━━━━━ Data rows

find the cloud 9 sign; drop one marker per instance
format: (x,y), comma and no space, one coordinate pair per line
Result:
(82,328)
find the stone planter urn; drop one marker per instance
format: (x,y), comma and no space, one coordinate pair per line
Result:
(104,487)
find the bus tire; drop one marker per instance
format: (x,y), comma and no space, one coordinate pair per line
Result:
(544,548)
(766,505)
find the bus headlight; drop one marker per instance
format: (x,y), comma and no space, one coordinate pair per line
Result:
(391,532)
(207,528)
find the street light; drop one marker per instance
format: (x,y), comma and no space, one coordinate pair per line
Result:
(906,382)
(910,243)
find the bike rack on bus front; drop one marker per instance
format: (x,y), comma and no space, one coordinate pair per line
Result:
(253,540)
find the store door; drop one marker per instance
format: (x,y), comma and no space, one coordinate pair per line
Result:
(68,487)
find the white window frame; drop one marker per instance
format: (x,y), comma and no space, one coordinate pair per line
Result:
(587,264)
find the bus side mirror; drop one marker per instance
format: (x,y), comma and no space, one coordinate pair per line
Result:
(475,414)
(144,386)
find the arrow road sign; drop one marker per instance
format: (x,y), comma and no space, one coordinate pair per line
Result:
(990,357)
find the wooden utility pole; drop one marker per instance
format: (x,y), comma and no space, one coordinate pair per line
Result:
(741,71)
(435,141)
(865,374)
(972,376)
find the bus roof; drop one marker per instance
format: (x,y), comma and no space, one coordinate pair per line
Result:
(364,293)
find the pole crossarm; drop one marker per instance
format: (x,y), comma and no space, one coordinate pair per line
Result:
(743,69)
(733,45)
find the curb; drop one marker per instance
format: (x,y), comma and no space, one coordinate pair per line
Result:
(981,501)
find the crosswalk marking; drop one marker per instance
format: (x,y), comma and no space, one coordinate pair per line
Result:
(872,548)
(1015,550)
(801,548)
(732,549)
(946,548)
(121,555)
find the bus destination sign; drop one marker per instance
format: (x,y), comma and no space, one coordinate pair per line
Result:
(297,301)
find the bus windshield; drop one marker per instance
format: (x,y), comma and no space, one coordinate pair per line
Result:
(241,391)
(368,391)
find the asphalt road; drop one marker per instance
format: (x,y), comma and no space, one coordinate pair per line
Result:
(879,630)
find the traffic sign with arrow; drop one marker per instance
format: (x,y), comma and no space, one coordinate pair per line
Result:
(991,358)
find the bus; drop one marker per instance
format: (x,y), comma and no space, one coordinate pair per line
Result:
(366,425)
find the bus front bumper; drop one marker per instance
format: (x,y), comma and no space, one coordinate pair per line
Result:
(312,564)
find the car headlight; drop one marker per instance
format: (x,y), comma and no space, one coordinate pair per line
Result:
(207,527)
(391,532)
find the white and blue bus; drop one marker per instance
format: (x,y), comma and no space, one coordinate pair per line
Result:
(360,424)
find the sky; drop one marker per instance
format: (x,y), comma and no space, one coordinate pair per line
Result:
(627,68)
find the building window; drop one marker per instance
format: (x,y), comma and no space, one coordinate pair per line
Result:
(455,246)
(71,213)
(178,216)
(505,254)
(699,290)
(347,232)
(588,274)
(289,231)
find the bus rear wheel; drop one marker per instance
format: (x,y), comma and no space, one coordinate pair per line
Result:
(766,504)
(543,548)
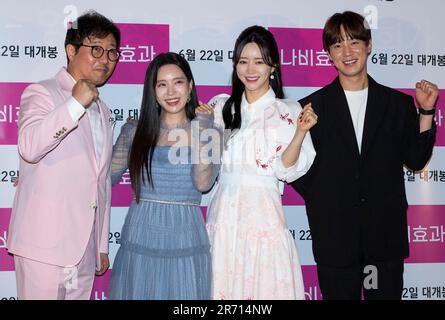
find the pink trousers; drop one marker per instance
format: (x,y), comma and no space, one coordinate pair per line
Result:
(40,281)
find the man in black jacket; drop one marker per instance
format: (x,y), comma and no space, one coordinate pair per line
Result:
(354,192)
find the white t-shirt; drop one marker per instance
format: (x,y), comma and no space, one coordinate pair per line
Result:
(357,101)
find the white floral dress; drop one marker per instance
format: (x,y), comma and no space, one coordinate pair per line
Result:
(253,253)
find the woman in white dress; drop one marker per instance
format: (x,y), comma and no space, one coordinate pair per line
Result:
(253,253)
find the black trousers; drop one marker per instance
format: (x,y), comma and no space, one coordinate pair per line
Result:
(377,280)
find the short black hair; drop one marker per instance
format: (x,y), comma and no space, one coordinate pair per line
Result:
(91,24)
(354,24)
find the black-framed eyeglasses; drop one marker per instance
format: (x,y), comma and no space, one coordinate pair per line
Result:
(98,52)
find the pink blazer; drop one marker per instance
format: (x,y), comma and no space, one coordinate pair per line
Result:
(61,183)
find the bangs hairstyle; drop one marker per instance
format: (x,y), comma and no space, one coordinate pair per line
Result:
(91,24)
(149,123)
(354,24)
(269,52)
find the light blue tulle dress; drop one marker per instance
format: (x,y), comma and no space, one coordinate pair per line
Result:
(164,252)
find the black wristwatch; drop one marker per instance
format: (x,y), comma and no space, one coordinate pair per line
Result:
(427,112)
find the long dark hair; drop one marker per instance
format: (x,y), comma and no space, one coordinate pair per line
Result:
(147,131)
(269,52)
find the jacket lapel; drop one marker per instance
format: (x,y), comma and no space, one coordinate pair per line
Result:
(375,111)
(338,110)
(106,130)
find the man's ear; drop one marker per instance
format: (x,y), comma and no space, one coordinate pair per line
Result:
(71,51)
(369,48)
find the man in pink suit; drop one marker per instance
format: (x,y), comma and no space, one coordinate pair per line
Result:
(60,218)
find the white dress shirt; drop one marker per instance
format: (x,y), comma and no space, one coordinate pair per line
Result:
(357,101)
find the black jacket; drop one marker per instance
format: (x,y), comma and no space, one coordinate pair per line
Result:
(356,203)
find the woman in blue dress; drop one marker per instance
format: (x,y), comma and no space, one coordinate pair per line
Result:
(165,252)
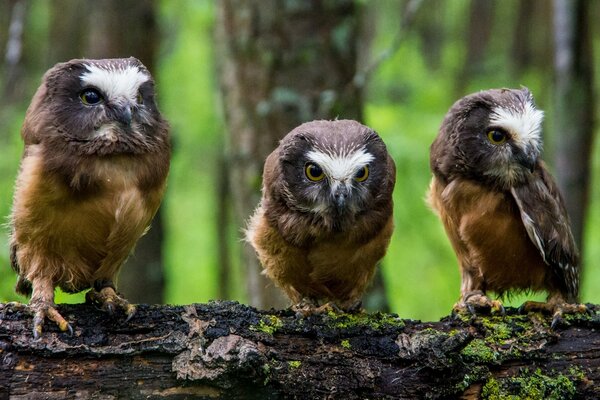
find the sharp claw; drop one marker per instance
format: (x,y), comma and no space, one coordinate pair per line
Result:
(501,309)
(131,309)
(471,309)
(556,321)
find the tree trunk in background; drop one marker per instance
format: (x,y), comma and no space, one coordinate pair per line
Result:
(13,49)
(477,37)
(281,64)
(431,29)
(110,29)
(574,112)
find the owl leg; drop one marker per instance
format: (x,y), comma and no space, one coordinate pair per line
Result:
(555,305)
(42,304)
(473,298)
(105,295)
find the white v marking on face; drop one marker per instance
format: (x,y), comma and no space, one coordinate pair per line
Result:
(341,167)
(115,82)
(524,124)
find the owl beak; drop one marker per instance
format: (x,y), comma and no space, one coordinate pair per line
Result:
(339,197)
(123,115)
(527,160)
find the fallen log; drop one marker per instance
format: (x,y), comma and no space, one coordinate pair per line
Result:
(231,351)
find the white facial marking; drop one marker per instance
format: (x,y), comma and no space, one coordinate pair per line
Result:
(115,82)
(524,124)
(341,168)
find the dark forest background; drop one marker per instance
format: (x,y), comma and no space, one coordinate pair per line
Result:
(233,77)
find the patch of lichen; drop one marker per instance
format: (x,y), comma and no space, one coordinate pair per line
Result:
(478,351)
(268,324)
(532,386)
(509,337)
(376,321)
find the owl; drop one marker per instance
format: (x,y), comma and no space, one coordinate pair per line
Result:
(325,217)
(91,178)
(499,205)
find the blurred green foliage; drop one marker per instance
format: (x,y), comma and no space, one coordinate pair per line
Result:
(405,102)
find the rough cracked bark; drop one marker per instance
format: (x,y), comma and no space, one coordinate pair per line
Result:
(231,351)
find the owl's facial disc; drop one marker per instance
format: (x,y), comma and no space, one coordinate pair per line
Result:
(118,89)
(344,173)
(515,130)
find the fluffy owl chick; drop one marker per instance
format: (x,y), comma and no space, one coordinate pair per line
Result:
(325,218)
(500,206)
(92,176)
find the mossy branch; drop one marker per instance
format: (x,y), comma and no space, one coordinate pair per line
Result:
(231,351)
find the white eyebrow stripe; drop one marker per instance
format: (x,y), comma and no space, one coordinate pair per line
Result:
(524,124)
(115,82)
(341,167)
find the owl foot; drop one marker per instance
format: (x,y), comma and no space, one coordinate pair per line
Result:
(108,299)
(41,311)
(477,302)
(558,308)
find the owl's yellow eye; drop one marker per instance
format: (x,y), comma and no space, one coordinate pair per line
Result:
(90,97)
(314,172)
(496,136)
(362,174)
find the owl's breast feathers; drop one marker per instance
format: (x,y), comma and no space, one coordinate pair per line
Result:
(308,262)
(492,233)
(70,221)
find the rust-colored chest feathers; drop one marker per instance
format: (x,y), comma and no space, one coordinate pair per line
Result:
(325,218)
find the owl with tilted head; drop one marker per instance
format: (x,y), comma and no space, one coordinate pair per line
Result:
(499,205)
(325,217)
(92,176)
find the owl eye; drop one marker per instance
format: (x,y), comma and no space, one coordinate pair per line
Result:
(362,174)
(496,136)
(90,97)
(314,172)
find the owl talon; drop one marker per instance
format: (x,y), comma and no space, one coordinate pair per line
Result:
(476,302)
(109,301)
(43,310)
(557,307)
(557,320)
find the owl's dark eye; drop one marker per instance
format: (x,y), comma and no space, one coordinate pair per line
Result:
(496,136)
(362,174)
(314,172)
(90,97)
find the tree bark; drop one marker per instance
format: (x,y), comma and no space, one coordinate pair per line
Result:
(280,64)
(230,351)
(575,105)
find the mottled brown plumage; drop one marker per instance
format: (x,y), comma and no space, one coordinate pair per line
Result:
(320,239)
(499,205)
(92,176)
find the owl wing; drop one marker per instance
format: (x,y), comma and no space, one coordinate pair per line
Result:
(547,223)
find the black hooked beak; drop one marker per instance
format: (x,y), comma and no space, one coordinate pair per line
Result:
(528,160)
(123,114)
(340,196)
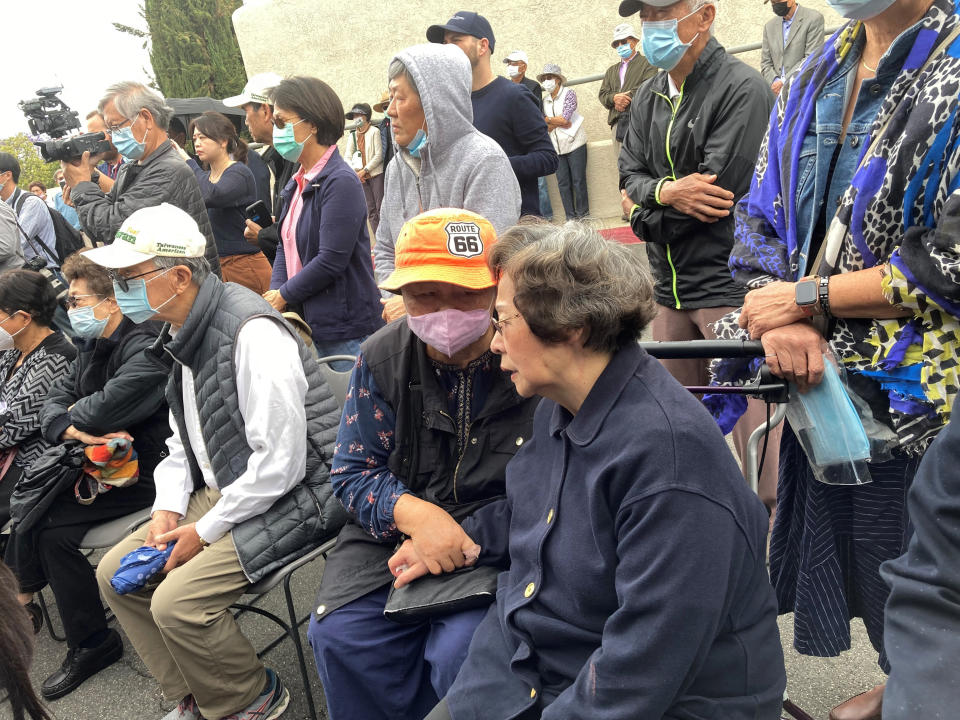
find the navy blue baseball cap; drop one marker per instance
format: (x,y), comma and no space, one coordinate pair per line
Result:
(466,23)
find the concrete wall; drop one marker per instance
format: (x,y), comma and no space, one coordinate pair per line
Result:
(349,45)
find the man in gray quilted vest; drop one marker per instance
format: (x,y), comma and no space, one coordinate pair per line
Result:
(245,488)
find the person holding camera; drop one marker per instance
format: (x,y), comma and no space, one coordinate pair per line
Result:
(114,389)
(228,187)
(32,357)
(137,119)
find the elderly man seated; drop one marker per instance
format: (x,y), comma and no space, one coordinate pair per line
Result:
(429,424)
(244,489)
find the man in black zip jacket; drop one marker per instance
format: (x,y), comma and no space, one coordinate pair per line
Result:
(687,158)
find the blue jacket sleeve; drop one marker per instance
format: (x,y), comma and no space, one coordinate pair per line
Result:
(530,129)
(489,527)
(676,552)
(343,211)
(361,479)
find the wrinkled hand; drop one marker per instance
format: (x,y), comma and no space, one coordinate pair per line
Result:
(393,308)
(621,101)
(77,170)
(275,299)
(626,204)
(406,565)
(251,231)
(71,433)
(188,545)
(770,307)
(180,151)
(163,521)
(698,196)
(795,353)
(439,541)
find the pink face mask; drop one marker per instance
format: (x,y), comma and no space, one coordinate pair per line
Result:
(450,331)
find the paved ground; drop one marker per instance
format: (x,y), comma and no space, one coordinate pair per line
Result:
(125,691)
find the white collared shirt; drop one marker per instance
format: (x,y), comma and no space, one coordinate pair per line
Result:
(271,391)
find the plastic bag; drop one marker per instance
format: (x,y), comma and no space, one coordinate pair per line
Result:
(830,430)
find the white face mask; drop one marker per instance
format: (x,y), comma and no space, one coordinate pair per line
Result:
(6,339)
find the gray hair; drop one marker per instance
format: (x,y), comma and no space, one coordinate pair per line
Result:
(570,278)
(131,97)
(396,69)
(199,267)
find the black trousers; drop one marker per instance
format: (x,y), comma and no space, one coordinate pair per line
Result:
(49,554)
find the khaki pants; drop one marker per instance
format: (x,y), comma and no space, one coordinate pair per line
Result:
(182,626)
(252,271)
(672,324)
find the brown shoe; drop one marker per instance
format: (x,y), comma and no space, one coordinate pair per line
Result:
(865,706)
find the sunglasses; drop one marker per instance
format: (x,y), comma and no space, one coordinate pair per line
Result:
(124,282)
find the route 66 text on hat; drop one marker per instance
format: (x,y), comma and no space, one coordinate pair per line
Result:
(443,245)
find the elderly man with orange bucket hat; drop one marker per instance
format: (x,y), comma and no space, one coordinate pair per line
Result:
(428,426)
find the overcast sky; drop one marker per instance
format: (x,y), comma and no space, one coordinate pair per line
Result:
(70,43)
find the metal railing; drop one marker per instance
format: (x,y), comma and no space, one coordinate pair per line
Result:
(735,50)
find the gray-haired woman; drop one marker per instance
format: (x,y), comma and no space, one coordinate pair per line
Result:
(636,585)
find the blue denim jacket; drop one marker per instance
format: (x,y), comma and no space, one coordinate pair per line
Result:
(824,134)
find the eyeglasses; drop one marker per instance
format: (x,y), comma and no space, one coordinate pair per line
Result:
(72,299)
(113,128)
(281,123)
(124,282)
(498,325)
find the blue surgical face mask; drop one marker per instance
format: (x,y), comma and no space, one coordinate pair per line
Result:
(415,146)
(134,303)
(127,145)
(85,323)
(860,9)
(286,144)
(661,44)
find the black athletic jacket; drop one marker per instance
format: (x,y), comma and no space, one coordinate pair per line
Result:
(715,126)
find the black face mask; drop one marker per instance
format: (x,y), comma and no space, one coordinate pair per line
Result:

━━━━━━━━━━

Rewrite the records starting with the line that contains "find the metal" and going on through the end of the records, keeping every request line. Multiply each coordinate in the answers by 1.8 and round to the nearest whole number, rounding halves up; leave the numbers in the requests and their format lines unchanged.

- **The result**
find the metal railing; drop one marker per instance
format: (x,y), comma and no space, one coordinate pair per line
Result:
(1323,90)
find the gray-haired woman; drop one marker per instance
format: (x,y), comma and no space, one coordinate pair per line
Result:
(1145,1053)
find the blue denim jacket; drop one marker per instance
format: (x,y), comma and no space, one coordinate pair per line
Result:
(1483,241)
find the eyeglasses; drop one marker per instance
format: (x,y), comma and no space, one coordinate pair per line
Result:
(130,538)
(203,230)
(506,221)
(223,508)
(896,585)
find the blue surgical face mask; drop one marker per instance
format: (x,y), comma and no space, one coordinate pair per line
Result:
(747,263)
(241,545)
(229,261)
(153,581)
(1548,16)
(515,259)
(1190,79)
find the black athletic jacket; drop one marker per instance
format: (x,y), comma and no space, one coordinate pair per line
Result:
(1287,227)
find the black face mask; drop one marker per instance
format: (x,y), comma and no space, one coordinate pair per line
Result:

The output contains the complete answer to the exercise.